(Saved entries)
»»
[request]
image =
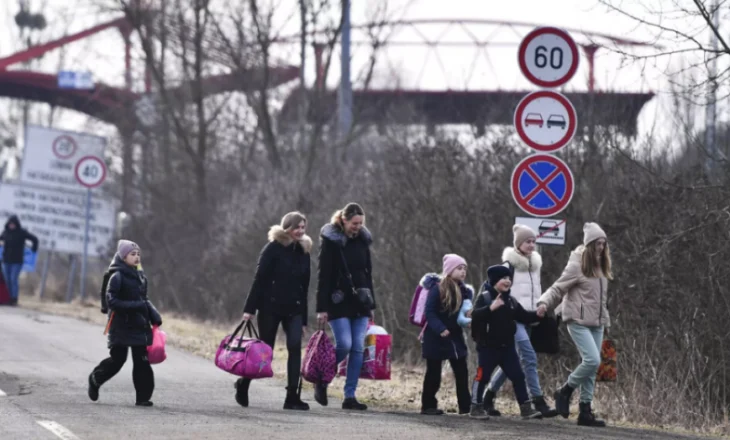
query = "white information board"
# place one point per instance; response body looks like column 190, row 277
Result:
column 51, row 155
column 58, row 216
««
PROBLEM = Images stay out, but the rest of the records must be retyped exactly.

WRITTEN REPLY =
[request]
image =
query = "white information board"
# place one point per instance; response body looks like column 190, row 277
Result:
column 51, row 155
column 58, row 216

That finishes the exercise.